▶ **Your tasks**:
- 1) Condense the paragraph in the F2000X-PL installation text that begins "The information in this document is intended for customers" into a short bulleted list that keeps its main facts.
- 2) Extend the F2000X-PL installation text by adding further rows to its terminology table, continuing in the same "Term Description" format.

Last updated: May 13, 2024

1.0 About this Document

The purpose of this document is to help users prepare their server and install the IPU Platform F2000X-PL. After reviewing this document, a user shall be able to:

  • Set up their server environment according to the Best Known Configuration (BKC)
  • Install an F2000X device into a supported server platform
  • Attach all required peripherals

1.1 Audience

The information in this document is intended for customers evaluating the IPU Platform F2000X-PL. The card is an acceleration development platform (ADP) intended to be used as a starting point for evaluation and development. This document will cover key topics related to server bring-up and physical platform installation, with links for deeper dives on the topics discussed therein.

Note: Code command blocks are used throughout the document. Comments are preceded with '#'. Full command output may not be shown.

Table 1: Terminology

Term Description
AER Advanced Error Reporting, The PCIe AER driver is the extended PCI Express error reporting capability providing more robust error reporting.
AFU Accelerator Functional Unit, Hardware Accelerator implemented in FPGA logic which offloads a computational operation for an application from the CPU to improve performance. Note: An AFU region is the part of the design where an AFU may reside. This AFU may or may not be a partial reconfiguration region
BBB Basic Building Block, Features within an AFU or part of an FPGA interface that can be reused across designs. These building blocks do not have stringent interface requirements like the FIM's AFU and host interface requires. All BBBs must have a (globally unique identifier) GUID.

▶ **Data listing**:
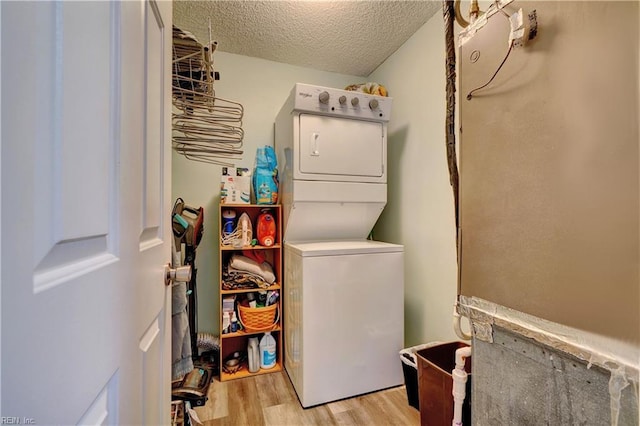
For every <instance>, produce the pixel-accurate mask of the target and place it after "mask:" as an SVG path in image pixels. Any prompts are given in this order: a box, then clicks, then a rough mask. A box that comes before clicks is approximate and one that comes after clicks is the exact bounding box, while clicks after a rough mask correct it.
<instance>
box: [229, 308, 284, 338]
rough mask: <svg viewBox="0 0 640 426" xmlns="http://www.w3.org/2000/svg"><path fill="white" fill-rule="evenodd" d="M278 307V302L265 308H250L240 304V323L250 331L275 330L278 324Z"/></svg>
mask: <svg viewBox="0 0 640 426" xmlns="http://www.w3.org/2000/svg"><path fill="white" fill-rule="evenodd" d="M277 308H278V305H277V304H275V305H270V306H266V307H264V308H249V307H248V306H242V305H240V304H239V305H238V310H239V311H240V324H242V326H243V327H244V329H245V331H248V332H255V331H269V330H273V328H275V326H276V325H277V324H278V316H279V315H276V314H277V313H278V314H279V312H277Z"/></svg>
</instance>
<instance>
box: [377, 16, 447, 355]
mask: <svg viewBox="0 0 640 426" xmlns="http://www.w3.org/2000/svg"><path fill="white" fill-rule="evenodd" d="M444 70H445V66H444V21H443V18H442V14H441V13H436V15H434V16H433V17H432V18H431V19H430V20H429V21H428V22H427V23H426V24H425V25H424V26H423V27H422V28H421V29H420V30H418V31H417V32H416V34H414V35H413V36H412V37H411V38H410V39H409V40H408V41H407V42H406V43H405V44H404V45H403V46H402V47H401V48H400V49H398V50H397V51H396V52H395V53H394V54H393V55H392V56H391V57H389V58H388V59H387V60H386V61H385V62H384V63H383V64H382V65H381V66H380V67H379V68H378V69H377V70H376V71H375V72H374V73H373V74H372V75H371V76H370V80H371V81H378V82H380V83H382V84H384V85H386V86H387V89H388V90H389V95H390V96H391V97H393V111H392V117H391V121H390V123H389V141H388V142H389V143H388V146H389V148H388V164H389V187H388V189H389V190H388V193H389V201H388V204H387V207H386V209H385V210H384V212H383V213H382V216H381V218H380V219H379V220H378V223H377V224H376V227H375V230H374V235H375V237H376V239H380V240H383V241H391V242H395V243H400V244H404V246H405V344H406V345H407V346H413V345H416V344H420V343H425V342H430V341H436V340H440V341H444V340H453V339H456V336H455V334H454V332H453V327H452V326H451V319H452V312H453V304H454V302H455V300H456V290H457V263H456V245H455V218H454V207H453V195H452V191H451V186H450V185H449V174H448V170H447V156H446V150H445V133H444V129H445V126H444V123H445V76H444Z"/></svg>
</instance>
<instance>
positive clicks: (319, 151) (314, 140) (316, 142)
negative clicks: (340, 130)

▶ **Answers to the exercises**:
- 1)
- Audience: customers evaluating the IPU Platform F2000X-PL.
- The card is an acceleration development platform (ADP), meant as a starting point for evaluation and development.
- Scope: server bring-up and physical platform installation.
- Links are provided for deeper dives on these topics.

- 2)
BKC Best Known Configuration, The exact hardware configuration Intel has optimized and validated the solution against.
BMC Board Management Controller, Acts as the Root of Trust (RoT) on the Intel FPGA PAC platform. Supports features such as power sequence management and board monitoring through on-board sensors.
CSR Command/status registers (CSR) and software interface, OFS uses a defined set of CSR's to expose the functionality of the FPGA to the host software.
DFL Device Feature List, A concept inherited from OFS. The DFL drivers provide support for FPGA devices that are designed to support the Device Feature List. The DFL, which is implemented in RTL, consists of a self-describing data structure in PCI BAR space that allows the DFL driver to automatically load the drivers required for a given FPGA configuration.
FIM FPGA Interface Manager, Provides platform management, functionality, clocks, resets and standard interfaces to host and AFUs. The FIM resides in the static region of the FPGA and contains the FPGA Management Engine (FME) and I/O ring.
FME FPGA Management Engine, Provides a way to manage the platform and enable acceleration functions on the platform.
HEM Host Exerciser Module, Host exercisers are used to exercise and characterize the various host-FPGA interactions, including Memory Mapped Input/Output (MMIO), data transfer from host to FPGA, PR, host to FPGA memory, etc.
Intel VT-d Intel Virtualization Technology for Directed I/O, Extension of the VT-x and VT-I processor virtualization technologies which adds new support for I/O device virtualization.
IOCTL Input/Output Control, System calls used to manipulate underlying device parameters of special files.
JTAG Joint Test Action Group, Refers to the IEEE 1149.1 JTAG standard; Another FPGA configuration methodology.
MMIO Memory Mapped Input/Output, Users may map and access both control registers and system memory buffers with accelerators.
OFS Open FPGA Stack, A modular collection of hardware platform components, open source software, and broad ecosystem support that provides a standard and scalable model for AFU and software developers to optimize and reuse their designs.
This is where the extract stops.